STATED TASK:
Copy the listing below line for line, with no changes.
╭─ INFORMATION SUPPLIED
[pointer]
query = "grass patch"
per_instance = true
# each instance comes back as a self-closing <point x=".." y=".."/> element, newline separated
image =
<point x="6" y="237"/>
╰─
PROBLEM SOLUTION:
[pointer]
query = "grass patch"
per_instance = true
# each instance comes back as a self-closing <point x=".." y=".."/> element, newline separated
image =
<point x="6" y="237"/>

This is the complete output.